PROBLEM →
Retype the rows below word for word, starting at the line that contains "bush in the photo below, giving" and ending with the final line of the rows.

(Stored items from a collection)
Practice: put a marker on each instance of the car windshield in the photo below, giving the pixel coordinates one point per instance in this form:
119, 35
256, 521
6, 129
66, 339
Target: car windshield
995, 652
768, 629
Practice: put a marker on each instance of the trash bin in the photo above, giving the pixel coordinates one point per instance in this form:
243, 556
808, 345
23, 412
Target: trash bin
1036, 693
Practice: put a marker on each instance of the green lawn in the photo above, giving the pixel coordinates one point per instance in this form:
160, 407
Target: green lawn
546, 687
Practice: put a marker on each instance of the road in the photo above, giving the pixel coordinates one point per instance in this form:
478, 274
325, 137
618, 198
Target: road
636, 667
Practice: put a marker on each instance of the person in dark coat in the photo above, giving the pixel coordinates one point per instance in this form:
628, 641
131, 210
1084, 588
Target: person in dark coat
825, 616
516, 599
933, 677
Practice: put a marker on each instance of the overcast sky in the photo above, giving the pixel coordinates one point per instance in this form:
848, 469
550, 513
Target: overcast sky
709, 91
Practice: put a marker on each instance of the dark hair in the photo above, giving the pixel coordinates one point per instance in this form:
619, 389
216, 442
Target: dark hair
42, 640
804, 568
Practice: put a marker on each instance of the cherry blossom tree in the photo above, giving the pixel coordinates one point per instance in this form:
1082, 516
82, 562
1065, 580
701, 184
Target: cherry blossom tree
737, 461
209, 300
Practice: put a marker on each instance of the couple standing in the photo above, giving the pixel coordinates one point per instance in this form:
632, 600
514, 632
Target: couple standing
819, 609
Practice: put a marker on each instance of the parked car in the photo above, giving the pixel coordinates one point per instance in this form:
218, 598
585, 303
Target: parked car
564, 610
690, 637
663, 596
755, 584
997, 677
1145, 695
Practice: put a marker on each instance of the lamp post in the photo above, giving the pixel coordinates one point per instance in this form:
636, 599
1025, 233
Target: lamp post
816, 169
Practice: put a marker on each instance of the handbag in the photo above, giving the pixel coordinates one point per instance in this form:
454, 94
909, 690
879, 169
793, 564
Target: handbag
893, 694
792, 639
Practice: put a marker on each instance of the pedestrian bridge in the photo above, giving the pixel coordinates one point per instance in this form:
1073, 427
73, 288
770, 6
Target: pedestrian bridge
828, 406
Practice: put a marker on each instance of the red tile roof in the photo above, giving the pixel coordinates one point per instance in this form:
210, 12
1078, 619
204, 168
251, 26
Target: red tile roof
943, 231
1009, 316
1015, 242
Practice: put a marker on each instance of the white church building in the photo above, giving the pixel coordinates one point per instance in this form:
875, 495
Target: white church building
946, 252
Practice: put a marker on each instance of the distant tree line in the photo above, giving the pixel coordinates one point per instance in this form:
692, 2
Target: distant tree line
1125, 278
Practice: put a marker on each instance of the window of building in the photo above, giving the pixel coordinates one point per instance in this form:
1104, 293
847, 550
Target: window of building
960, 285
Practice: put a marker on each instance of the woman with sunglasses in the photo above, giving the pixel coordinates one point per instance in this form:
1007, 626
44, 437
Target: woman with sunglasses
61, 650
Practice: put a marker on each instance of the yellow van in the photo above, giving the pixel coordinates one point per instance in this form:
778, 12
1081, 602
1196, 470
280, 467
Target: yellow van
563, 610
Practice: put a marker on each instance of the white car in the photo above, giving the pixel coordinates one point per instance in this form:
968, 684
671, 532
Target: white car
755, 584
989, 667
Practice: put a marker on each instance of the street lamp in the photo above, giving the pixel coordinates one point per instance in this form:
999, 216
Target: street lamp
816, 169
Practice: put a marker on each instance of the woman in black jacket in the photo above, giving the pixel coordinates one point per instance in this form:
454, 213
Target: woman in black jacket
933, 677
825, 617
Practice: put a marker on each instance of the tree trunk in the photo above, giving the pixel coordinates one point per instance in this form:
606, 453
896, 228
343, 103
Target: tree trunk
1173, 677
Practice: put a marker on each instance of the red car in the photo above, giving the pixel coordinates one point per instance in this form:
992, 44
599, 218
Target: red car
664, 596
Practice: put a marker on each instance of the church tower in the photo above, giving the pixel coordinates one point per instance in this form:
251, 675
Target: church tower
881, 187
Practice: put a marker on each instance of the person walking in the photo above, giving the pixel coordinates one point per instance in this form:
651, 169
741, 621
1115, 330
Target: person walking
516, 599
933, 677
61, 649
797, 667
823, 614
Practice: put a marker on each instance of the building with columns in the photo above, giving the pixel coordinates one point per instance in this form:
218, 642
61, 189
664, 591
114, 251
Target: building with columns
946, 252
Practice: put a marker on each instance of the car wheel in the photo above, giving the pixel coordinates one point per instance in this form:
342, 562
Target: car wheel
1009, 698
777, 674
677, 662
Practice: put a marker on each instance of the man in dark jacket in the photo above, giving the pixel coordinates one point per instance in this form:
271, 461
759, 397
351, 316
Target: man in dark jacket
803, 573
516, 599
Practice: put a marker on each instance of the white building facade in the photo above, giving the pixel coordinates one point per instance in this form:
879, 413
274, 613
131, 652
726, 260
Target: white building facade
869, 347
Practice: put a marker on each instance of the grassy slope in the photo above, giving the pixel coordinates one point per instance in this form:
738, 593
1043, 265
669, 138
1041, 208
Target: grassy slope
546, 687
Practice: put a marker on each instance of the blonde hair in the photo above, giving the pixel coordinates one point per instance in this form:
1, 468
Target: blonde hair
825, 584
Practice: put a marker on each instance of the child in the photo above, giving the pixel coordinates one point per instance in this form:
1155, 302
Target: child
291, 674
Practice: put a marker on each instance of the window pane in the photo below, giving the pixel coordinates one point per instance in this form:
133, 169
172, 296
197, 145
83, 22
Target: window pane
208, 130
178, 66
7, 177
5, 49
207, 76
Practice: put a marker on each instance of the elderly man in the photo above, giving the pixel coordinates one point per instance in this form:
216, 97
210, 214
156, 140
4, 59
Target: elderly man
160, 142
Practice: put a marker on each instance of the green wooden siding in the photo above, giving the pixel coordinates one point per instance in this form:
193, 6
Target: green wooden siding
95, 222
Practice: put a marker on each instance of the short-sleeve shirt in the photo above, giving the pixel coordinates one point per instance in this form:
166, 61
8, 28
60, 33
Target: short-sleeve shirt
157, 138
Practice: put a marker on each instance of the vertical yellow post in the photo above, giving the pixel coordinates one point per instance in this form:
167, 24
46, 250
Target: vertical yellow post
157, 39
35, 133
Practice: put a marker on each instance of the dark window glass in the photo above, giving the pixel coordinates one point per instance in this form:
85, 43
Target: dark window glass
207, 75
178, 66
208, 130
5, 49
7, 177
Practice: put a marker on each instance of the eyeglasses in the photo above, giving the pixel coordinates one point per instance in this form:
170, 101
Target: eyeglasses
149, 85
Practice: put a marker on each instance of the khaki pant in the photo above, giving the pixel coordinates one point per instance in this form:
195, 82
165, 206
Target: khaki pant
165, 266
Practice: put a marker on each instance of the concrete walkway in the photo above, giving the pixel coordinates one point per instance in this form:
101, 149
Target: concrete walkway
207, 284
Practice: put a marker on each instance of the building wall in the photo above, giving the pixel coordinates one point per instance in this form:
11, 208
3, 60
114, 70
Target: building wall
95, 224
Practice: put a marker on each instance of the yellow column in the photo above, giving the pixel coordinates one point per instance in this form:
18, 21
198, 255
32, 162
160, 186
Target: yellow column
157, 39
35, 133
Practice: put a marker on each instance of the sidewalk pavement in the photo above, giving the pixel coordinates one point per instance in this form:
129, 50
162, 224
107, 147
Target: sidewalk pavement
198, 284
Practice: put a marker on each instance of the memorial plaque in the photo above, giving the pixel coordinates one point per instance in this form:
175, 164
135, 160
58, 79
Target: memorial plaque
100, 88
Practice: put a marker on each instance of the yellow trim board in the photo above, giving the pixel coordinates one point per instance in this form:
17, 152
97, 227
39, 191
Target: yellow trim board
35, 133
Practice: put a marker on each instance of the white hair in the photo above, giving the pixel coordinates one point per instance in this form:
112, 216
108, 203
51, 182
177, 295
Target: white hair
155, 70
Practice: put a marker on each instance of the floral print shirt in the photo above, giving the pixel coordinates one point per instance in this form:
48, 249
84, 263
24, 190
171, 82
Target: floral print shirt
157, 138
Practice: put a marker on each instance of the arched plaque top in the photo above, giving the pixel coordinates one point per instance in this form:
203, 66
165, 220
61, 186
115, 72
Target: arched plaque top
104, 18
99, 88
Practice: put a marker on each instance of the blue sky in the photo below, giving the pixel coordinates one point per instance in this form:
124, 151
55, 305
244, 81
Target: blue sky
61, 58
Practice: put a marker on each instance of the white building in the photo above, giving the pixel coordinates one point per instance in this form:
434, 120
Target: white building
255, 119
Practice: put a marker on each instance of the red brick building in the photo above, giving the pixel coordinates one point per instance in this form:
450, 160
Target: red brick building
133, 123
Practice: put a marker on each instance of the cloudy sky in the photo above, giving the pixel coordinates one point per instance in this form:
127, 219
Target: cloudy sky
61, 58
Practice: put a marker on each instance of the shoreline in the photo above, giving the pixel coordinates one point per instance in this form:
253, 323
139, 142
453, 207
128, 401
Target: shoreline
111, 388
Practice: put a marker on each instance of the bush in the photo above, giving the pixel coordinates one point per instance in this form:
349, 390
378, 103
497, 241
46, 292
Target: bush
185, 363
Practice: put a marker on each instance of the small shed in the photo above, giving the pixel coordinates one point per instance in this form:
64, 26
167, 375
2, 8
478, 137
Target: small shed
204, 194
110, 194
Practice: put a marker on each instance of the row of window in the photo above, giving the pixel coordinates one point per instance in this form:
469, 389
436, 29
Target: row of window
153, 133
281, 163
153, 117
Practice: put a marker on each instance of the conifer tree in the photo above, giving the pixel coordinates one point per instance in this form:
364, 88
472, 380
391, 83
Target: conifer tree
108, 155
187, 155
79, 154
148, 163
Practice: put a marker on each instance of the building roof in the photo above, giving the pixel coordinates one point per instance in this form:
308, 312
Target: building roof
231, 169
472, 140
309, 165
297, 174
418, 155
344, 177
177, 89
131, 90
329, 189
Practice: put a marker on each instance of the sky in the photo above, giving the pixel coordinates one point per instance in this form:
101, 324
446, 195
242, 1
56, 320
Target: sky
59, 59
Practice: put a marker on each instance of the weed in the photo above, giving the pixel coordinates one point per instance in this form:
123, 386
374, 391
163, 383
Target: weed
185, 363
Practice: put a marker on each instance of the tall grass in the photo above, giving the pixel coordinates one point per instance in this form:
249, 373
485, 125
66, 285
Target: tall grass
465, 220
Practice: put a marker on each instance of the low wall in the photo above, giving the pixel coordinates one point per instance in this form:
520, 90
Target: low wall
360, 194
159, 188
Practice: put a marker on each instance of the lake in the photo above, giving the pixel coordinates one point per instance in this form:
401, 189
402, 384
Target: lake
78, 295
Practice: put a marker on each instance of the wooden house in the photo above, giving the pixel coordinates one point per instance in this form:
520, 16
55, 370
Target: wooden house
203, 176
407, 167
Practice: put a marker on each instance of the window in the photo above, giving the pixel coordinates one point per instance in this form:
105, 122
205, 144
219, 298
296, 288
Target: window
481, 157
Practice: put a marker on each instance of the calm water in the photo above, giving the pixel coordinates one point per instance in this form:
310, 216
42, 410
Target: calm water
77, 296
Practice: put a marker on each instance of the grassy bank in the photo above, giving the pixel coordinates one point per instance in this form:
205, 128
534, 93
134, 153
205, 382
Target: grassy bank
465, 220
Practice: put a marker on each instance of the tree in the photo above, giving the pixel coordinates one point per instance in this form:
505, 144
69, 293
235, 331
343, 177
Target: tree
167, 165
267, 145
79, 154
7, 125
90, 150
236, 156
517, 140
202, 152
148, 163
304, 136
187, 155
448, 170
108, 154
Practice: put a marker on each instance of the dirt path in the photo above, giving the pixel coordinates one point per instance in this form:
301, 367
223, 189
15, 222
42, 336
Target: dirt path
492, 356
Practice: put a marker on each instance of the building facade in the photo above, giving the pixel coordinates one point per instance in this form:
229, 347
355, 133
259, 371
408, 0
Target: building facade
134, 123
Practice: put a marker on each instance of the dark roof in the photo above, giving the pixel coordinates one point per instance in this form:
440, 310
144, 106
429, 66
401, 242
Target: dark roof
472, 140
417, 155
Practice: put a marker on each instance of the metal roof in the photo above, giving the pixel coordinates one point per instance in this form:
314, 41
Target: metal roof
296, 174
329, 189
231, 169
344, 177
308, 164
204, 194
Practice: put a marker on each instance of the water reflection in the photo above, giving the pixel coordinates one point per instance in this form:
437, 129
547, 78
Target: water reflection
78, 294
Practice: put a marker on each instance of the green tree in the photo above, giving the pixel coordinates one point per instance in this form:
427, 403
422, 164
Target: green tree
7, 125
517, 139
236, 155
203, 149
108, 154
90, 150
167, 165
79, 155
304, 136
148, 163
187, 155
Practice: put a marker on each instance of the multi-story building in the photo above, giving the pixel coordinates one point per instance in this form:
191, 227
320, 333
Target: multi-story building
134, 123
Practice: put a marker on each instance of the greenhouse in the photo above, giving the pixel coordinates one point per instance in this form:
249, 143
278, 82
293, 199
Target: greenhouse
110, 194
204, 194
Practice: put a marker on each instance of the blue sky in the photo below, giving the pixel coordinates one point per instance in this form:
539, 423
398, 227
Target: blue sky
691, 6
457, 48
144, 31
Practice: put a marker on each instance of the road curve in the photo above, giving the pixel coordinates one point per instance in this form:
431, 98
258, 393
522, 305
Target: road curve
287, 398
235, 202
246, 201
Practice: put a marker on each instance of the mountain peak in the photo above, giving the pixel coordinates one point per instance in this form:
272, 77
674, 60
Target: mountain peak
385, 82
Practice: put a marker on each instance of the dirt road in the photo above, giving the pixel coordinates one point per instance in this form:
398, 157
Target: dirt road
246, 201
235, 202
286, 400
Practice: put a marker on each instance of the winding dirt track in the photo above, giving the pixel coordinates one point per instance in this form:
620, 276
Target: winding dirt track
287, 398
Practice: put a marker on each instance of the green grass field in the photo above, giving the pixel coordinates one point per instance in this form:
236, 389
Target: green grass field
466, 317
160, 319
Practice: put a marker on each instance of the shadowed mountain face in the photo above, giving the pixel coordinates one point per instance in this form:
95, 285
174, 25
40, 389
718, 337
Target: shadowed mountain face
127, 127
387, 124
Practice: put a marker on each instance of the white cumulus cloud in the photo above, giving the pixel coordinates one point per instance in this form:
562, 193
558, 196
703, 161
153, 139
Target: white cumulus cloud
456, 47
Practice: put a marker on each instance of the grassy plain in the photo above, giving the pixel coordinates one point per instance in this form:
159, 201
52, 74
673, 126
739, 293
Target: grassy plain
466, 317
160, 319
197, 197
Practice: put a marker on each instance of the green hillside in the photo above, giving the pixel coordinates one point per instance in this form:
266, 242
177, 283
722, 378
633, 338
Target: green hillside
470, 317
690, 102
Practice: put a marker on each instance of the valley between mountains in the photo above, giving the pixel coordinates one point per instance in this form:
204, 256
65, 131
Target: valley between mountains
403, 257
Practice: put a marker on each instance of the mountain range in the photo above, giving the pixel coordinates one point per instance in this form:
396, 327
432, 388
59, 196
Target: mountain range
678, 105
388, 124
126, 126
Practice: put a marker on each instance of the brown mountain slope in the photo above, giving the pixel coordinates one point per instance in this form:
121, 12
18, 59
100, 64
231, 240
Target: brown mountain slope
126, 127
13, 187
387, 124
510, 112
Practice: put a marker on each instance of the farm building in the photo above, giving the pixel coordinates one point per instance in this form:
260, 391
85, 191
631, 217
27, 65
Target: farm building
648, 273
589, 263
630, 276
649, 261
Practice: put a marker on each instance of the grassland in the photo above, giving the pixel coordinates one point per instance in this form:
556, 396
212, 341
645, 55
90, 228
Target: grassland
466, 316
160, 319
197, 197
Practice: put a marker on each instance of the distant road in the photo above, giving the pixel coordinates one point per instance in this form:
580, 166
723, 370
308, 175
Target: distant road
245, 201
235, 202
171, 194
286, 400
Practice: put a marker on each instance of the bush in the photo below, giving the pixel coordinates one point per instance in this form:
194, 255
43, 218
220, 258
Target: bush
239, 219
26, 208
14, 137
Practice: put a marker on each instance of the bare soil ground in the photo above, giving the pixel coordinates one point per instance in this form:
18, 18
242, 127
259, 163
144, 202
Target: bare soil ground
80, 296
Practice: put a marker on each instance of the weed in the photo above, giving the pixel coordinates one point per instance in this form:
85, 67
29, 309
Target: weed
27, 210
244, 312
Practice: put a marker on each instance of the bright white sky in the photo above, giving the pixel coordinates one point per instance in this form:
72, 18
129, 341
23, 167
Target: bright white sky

WRITTEN ANSWER →
Practice: put a marker on each instance of the bush in the photo below, giving the pixel coordinates one point per instance in this form:
194, 255
43, 218
220, 258
Target: bush
239, 219
26, 208
14, 137
Practice: put a marker on each instance of the bare soil ground in the photo above, giving the pixel coordinates one point per instance in this form:
18, 18
242, 127
259, 163
144, 202
Target: bare soil ground
80, 296
Practice: put a marker on each instance of the weed in the photo above, giving the pixel coordinates one point per instance in this form:
85, 67
29, 309
Target: weed
27, 210
244, 312
Practice: put a marker on each instance of the bright white sky in the photo above, giving the pixel coordinates one point per instance in this form:
72, 18
129, 341
23, 167
Target: bright white sky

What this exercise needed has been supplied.